## SHORT PROBLEM:
Copy the material below word for word, line by line, leaving out the pictures.

## STORED RECORDS:
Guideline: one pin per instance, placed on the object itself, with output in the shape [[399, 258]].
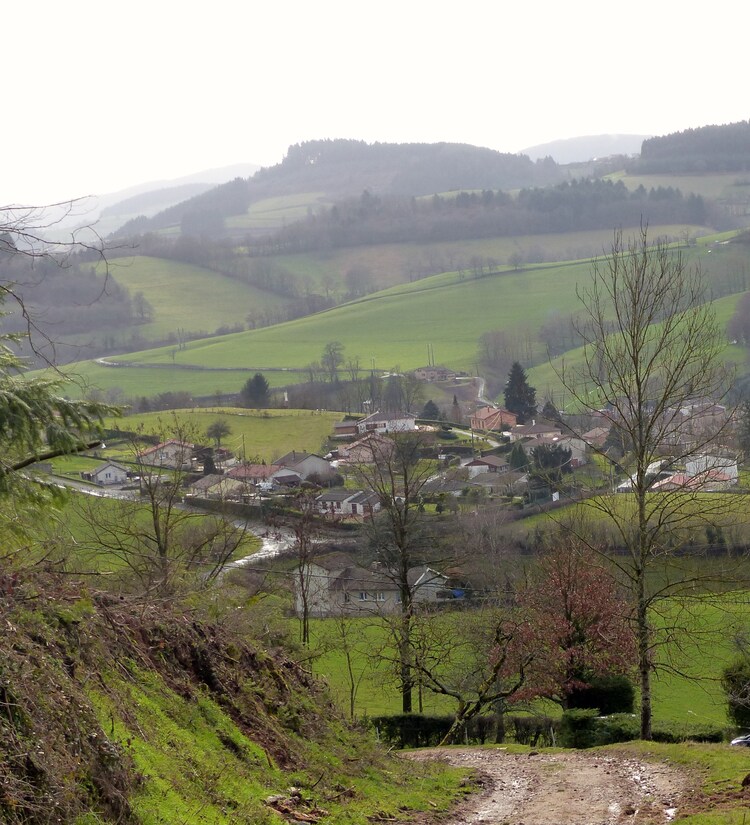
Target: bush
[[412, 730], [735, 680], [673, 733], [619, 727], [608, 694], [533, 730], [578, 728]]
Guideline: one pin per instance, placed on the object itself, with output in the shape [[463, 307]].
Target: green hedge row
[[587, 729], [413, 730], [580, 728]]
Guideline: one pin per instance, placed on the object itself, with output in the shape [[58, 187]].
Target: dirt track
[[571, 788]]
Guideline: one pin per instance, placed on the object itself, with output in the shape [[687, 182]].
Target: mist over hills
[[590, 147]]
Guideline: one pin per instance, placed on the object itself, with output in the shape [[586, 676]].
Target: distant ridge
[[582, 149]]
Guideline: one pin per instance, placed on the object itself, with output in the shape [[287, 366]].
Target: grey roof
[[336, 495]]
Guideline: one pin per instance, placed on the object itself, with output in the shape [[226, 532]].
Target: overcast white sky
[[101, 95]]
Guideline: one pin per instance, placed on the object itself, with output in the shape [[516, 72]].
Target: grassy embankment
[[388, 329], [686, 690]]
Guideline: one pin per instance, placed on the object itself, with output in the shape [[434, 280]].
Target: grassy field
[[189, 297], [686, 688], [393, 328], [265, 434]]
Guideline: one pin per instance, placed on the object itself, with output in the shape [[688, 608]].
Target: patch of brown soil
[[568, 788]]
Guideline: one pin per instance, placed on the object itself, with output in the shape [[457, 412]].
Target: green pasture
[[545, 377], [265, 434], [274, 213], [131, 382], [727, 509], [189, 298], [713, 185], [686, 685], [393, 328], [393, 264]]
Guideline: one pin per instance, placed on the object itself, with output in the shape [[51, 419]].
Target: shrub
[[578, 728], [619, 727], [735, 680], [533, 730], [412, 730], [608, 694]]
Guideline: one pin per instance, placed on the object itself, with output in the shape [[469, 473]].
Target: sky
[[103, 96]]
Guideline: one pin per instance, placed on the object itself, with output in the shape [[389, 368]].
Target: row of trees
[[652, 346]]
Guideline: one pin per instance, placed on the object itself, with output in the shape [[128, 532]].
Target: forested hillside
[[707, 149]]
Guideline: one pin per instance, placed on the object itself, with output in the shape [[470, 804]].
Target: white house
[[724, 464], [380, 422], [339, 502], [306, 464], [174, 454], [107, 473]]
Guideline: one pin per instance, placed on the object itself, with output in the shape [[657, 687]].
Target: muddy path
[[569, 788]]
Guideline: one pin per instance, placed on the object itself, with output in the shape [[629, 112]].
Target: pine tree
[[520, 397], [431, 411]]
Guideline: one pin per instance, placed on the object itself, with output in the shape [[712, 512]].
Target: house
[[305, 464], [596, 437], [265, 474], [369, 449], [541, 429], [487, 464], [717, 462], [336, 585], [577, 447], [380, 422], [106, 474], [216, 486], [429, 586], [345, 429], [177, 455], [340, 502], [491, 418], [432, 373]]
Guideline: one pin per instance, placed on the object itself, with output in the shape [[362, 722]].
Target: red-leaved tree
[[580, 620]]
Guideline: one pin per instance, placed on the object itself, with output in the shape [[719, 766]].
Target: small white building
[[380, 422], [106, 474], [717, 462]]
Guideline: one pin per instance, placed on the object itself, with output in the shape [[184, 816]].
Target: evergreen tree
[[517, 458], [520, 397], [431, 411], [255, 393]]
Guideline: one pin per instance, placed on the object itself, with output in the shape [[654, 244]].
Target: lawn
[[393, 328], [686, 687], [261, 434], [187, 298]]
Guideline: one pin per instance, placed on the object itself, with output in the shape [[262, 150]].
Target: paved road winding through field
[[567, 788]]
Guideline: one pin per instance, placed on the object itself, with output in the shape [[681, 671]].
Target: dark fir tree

## WORKED ANSWER:
Guideline: one pin per instance, placed on the object itself, with output in the shape [[399, 258]].
Target: bush
[[412, 730], [735, 680], [673, 733], [619, 727], [608, 694], [533, 730], [578, 728]]
Guideline: one pin per instance, placed on the object itself, with output in the shape [[463, 307]].
Target: green hedge row
[[587, 729], [413, 730], [580, 728]]
Guideline: one pin per instance, placed on the object itself, with output in the shape [[58, 187]].
Target: dirt track
[[571, 788]]
Guideline: one pin per instance, placed on the object itself, with output in the shape [[687, 182]].
Target: mist over hills
[[590, 147]]
Guideline: one pin per instance, placed on the object itself, with output in the shape [[586, 676]].
Target: distant ridge
[[582, 149]]
Guideline: one pin per instance, placed on the object itself, with output in the shape [[287, 366]].
Target: grey roof
[[336, 495]]
Guideline: one pin per instance, placed on the object itself, with output in the shape [[226, 532]].
Target: overcast white sky
[[101, 95]]
Guideline: one pin per instance, placed on the object itself, with output in the shape [[516, 72]].
Target: grassy embankment
[[388, 329], [686, 690]]
Guideline: one pin per instance, placed on the object itself, with output in the shape [[434, 280]].
Target: grassy field
[[189, 297], [686, 688], [393, 328], [265, 434]]
Guideline: one pin per instance, placed on the object itself, with output in the shape [[688, 608]].
Target: patch of brown soil
[[568, 788]]
Guideline: one pin per instance, placed on the object itself, with output in the shape [[457, 412]].
Target: green pasture
[[545, 377], [265, 434], [274, 213], [131, 382], [727, 509], [189, 298], [713, 185], [686, 685], [393, 328], [393, 264]]
Guideline: one pin per instance, placed on the object itself, with output in the shape [[51, 419]].
Target: shrub
[[578, 728], [619, 727], [735, 680], [533, 730], [412, 730], [608, 694]]
Guideline: one pin per instance, placed on the object itself, with output in the shape [[469, 473]].
Target: sky
[[103, 96]]
Guideline: one pin per instance, placed on the object itself, with output in the shape [[389, 368]].
Target: row of trees
[[652, 346]]
Guideline: one pin per instance, placed on the object itself, with output in the shape [[128, 532]].
Target: forested hillside
[[707, 149]]
Guideline: one pin per instance, placed on the object itself, with output in the shape [[470, 804]].
Target: white house
[[724, 464], [380, 422], [339, 502], [306, 464], [174, 454], [107, 473]]
Guideline: one pin per instance, placed on the object itself, with output in the shape [[657, 687]].
Target: muddy path
[[569, 788]]
Guideline: one pin per instance, placed on the object itself, with output in the shape [[629, 112]].
Target: pine tree
[[520, 397], [431, 411]]
Guideline: one pin per instance, placed on the object itself, with output in the shape [[712, 512]].
Target: house
[[305, 464], [596, 437], [265, 474], [369, 449], [541, 429], [487, 464], [717, 462], [336, 585], [577, 447], [380, 422], [106, 474], [216, 486], [429, 586], [345, 429], [177, 455], [340, 502], [491, 418], [432, 373]]
Guideline: one pin per instance, placed on the object itself, with output in the shape [[362, 722]].
Target: red-leaved tree
[[580, 620]]
Guideline: one pin per instance, placed on the object itself, with output in the shape [[719, 766]].
Target: small white building
[[380, 422], [106, 474], [717, 462]]
Guideline: one pin per instance, placed on the object itself, with output in the shape [[184, 816]].
Target: evergreen tree
[[517, 458], [520, 397], [431, 411], [255, 393]]
Guideline: one pin per instance, placed on the object itself, with output in the shape [[654, 244]].
Target: lawn
[[393, 328], [686, 687], [261, 434], [187, 298]]
Guideline: one pin per instance, placed on the object itself, with output in the shape [[262, 150]].
Target: paved road winding through field
[[567, 788]]
Guideline: one pin per instance, placed on the object itself, with output in the shape [[681, 671]].
Target: dark fir tree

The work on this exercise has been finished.